(Point-per-instance localization data)
────────────────────
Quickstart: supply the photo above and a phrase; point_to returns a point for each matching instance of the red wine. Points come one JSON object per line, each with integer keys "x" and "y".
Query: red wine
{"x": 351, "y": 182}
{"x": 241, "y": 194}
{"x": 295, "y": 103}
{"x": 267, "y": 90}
────────────────────
Problem to work on » Exact reproduction of every entry is needed.

Output below »
Quickstart: supply the photo above and a phrase; point_to returns a point for each matching instance of the red wine. Points come one JSON object per line, each with integer keys "x" and "y".
Query: red wine
{"x": 351, "y": 182}
{"x": 241, "y": 194}
{"x": 295, "y": 103}
{"x": 267, "y": 90}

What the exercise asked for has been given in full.